Since the publication of this summary, further evidence has surfaced of other victims, who for one reason or another failed to testify. Specifically, another (Kurd) victim called Yussef, who alleges rape and talks of Russian roulette and mock executions.

Zontul's original evidence given to translator Lisa Turkuman was seriously condensed and essentially faulty. On the basis of this and an interview with the Greek Helsinki Monitor in October 2001, Amnesty recorded in its report of 2002 that Zontul "changed his evidence". He insists he did no such thing, and indeed at the trial in 2004, the commander of the unit testified against his own men and seems to corroborate Zontul's story. Recently, Amnesty International Secretariat admitted, that the staff at the Athens Office had resigned and that they had perhaps relied too much on information about the case that had come from only one source. Indeed, from the first television interview to Tempo TV he gave in October 2001, when footage was intercut with scenes from Basic Instinct, there seems to have been an effort to discredit Zontul. When Christodoulos, the Archbishop of Athens, was approached for help in 2003, he went on national television that evening to say "All Turks are barbarians." Christodoulos has never publicly condemned the rise in racist agitation and its apparent links with the Greek Orthodox Church.

The MEP Bill Miller wrote to the Ministry of Justice a few times and received no reply in over three years. The Greek Embassy in London denied that any court case was taking place in 2004 and in 2006, a court official in the Military Appellate Court in Athens told Zontul that his assailant, Dandoulakis, was "really a good boy" and that Zontul was not among witnesses being called to testify. Despite apparent bias, however, the guilty verdict was upheld.

Nevertheless, the Greek Government has failed to apologise, accept responsibility for the actions of its armed and uniformed security personnel, issue a statement of non-recurrence or offer compensation. The Greek Ombudsman has written to and repeatedly discussed (in 2007) with the Greek Government, suggesting that an apology and a statement of sympathy would be in order. The Government has never responded. Further instances of torture and abuse by the Greek Coast Guard have been recorded, and some are recorded on YouTube.

__What you need to do__.
Copy everything from "The MEP Bill" down to "verdict was upheld." in the text about Zontul's case.

__Boundary annotation records__.
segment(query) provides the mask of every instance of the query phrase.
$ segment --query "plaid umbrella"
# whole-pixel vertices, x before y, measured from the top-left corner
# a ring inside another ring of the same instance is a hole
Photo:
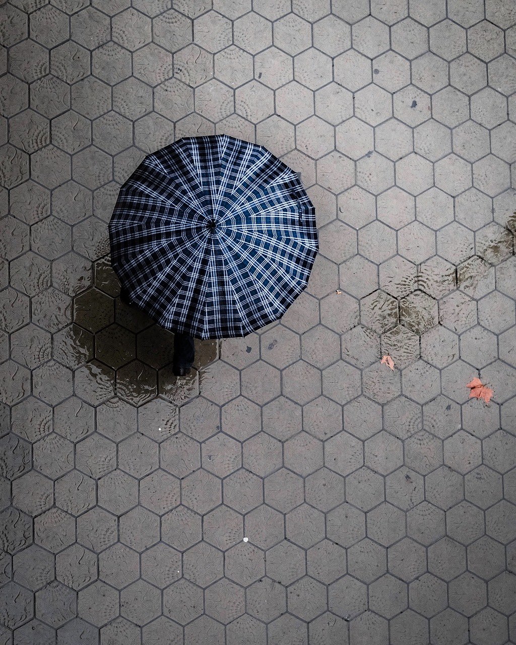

__Solution for this task__.
The MEP Bill Miller wrote to the Ministry of Justice a few times and received no reply in over three years. The Greek Embassy in London denied that any court case was taking place in 2004 and in 2006, a court official in the Military Appellate Court in Athens told Zontul that his assailant, Dandoulakis, was "really a good boy" and that Zontul was not among witnesses being called to testify. Despite apparent bias, however, the guilty verdict was upheld.